Could you repeat the lines from the one with "finds the low" up to and including the one with "276;259;290;269", swapping "Locations" for "Detections" and leaving everything else as is?

*Provided records*
================================

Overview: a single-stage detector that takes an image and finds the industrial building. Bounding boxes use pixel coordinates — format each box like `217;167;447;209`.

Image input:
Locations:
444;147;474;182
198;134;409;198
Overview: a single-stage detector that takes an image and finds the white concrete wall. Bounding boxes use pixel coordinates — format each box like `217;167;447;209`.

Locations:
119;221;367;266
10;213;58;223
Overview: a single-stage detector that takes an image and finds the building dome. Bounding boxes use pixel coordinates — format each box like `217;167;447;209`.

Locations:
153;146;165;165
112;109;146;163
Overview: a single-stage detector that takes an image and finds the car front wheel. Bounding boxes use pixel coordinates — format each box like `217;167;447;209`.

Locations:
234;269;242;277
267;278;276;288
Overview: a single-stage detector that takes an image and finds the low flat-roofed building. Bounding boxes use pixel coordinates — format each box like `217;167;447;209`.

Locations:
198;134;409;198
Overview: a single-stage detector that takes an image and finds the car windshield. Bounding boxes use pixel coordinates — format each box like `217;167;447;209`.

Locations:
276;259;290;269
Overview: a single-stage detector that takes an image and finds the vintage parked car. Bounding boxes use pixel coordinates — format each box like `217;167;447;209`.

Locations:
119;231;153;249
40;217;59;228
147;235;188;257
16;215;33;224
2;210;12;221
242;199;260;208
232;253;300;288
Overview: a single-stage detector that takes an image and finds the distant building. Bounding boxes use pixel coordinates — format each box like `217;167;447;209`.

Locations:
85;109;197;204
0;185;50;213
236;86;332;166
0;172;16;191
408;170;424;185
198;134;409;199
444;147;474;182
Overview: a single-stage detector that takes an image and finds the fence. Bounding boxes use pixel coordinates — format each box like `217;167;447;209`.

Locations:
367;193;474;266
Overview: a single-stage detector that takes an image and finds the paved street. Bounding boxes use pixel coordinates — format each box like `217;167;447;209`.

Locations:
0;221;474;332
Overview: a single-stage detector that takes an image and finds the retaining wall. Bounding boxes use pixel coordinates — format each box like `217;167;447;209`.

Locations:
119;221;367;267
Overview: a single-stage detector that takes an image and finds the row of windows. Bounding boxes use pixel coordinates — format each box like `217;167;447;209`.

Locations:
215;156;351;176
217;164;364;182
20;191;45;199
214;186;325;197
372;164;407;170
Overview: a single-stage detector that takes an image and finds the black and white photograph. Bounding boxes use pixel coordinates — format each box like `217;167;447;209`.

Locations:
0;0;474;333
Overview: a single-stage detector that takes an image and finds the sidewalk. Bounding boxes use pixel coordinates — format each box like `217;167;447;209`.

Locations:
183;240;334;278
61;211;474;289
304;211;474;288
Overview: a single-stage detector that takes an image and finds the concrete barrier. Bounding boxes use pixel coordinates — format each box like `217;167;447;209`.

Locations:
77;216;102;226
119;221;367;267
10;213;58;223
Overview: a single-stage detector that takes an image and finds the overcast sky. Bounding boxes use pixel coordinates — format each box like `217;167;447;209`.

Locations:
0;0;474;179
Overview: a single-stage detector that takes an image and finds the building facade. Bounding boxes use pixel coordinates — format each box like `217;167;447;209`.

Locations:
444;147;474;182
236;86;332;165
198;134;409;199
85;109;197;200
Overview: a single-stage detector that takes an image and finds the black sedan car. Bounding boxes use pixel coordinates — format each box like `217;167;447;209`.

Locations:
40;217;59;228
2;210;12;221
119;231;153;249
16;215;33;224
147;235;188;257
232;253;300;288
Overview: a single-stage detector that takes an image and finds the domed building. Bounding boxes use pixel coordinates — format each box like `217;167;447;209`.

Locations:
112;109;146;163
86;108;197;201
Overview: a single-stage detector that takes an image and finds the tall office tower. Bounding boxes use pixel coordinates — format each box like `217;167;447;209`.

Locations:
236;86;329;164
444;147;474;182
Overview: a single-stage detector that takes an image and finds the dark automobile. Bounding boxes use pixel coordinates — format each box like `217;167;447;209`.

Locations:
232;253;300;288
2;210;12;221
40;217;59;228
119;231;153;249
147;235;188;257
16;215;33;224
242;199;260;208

================================

*Finished answer*
Overview: a single-stage detector that takes an image and finds the low flat-roofed building. Bounding boxes use pixel coordinates — format each box like `217;167;447;209`.

Detections:
198;134;409;198
Overview: a single-stage detector that takes an image and finds the car windshield. Bounding boxes use pixel coordinates — format each box like `217;167;447;209`.

Detections:
276;259;290;269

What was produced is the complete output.